**Work task**
Write out the data word for word and drop any picture you find.

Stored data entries
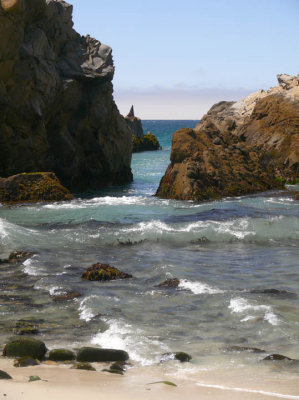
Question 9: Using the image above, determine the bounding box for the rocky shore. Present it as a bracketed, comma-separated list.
[156, 74, 299, 201]
[0, 0, 132, 192]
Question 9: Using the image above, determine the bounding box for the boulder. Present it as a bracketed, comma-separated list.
[0, 0, 132, 192]
[157, 278, 180, 288]
[0, 370, 12, 379]
[0, 173, 73, 204]
[14, 356, 40, 367]
[0, 250, 34, 264]
[82, 263, 132, 281]
[132, 132, 161, 153]
[49, 349, 75, 362]
[156, 73, 299, 201]
[76, 347, 129, 363]
[161, 351, 192, 363]
[3, 337, 47, 360]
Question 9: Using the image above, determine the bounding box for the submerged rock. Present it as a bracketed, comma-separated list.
[156, 73, 299, 201]
[250, 289, 297, 298]
[225, 346, 266, 354]
[157, 278, 180, 288]
[0, 0, 132, 192]
[0, 370, 12, 380]
[71, 362, 96, 371]
[76, 347, 129, 363]
[49, 349, 75, 362]
[52, 291, 82, 302]
[82, 263, 132, 281]
[0, 173, 73, 204]
[14, 356, 40, 367]
[0, 250, 34, 264]
[263, 354, 294, 361]
[3, 337, 47, 360]
[161, 352, 192, 363]
[103, 361, 126, 375]
[13, 320, 39, 336]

**Response below**
Question 9: Using the image above, determine the bounding box for the rocky shore. Present it as a bracketed, comma-separated list.
[156, 74, 299, 201]
[0, 0, 132, 192]
Question 9: Using the image above, determine the bounding box for the boulder. Present it as a bracketed, comma-separated list.
[0, 0, 132, 192]
[157, 278, 180, 288]
[0, 370, 12, 379]
[0, 173, 73, 204]
[14, 356, 40, 367]
[0, 250, 34, 264]
[82, 263, 132, 281]
[132, 132, 161, 153]
[49, 349, 75, 362]
[156, 73, 299, 201]
[76, 347, 129, 363]
[161, 351, 192, 363]
[3, 337, 47, 360]
Question 9: Using the image above, determine the bounding box for the submerged rock. Present it as a bracketed, comma-separated list.
[156, 73, 299, 201]
[250, 289, 297, 298]
[225, 346, 266, 354]
[157, 278, 180, 288]
[0, 0, 132, 192]
[0, 370, 12, 380]
[71, 362, 96, 371]
[76, 347, 129, 363]
[49, 349, 75, 362]
[52, 291, 82, 302]
[82, 263, 132, 281]
[0, 173, 73, 204]
[14, 356, 40, 367]
[0, 250, 34, 264]
[263, 354, 294, 361]
[3, 337, 47, 360]
[161, 352, 192, 363]
[103, 361, 126, 375]
[13, 320, 39, 336]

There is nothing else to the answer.